◆ BRIEF ◆
Copy out, word for word, every line of the entries from the one containing "Where can you spot the white" through the end of the entries, both ends included.

----

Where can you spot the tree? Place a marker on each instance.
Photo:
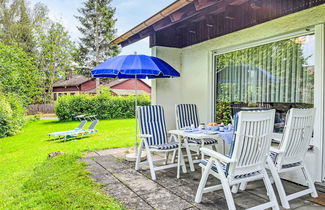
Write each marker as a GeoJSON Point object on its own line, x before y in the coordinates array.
{"type": "Point", "coordinates": [55, 50]}
{"type": "Point", "coordinates": [98, 30]}
{"type": "Point", "coordinates": [16, 25]}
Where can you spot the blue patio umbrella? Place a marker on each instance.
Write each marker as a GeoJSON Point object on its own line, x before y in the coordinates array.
{"type": "Point", "coordinates": [134, 66]}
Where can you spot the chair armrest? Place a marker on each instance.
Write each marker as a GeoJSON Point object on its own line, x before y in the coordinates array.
{"type": "Point", "coordinates": [277, 137]}
{"type": "Point", "coordinates": [216, 155]}
{"type": "Point", "coordinates": [144, 135]}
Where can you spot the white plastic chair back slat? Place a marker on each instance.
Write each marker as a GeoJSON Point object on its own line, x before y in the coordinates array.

----

◆ RESULT ◆
Where can you spot the white plastic chair back slat? Place a marker on each instance.
Write each marker as a GeoJSON Point object on its own line, x before y in the coordinates array.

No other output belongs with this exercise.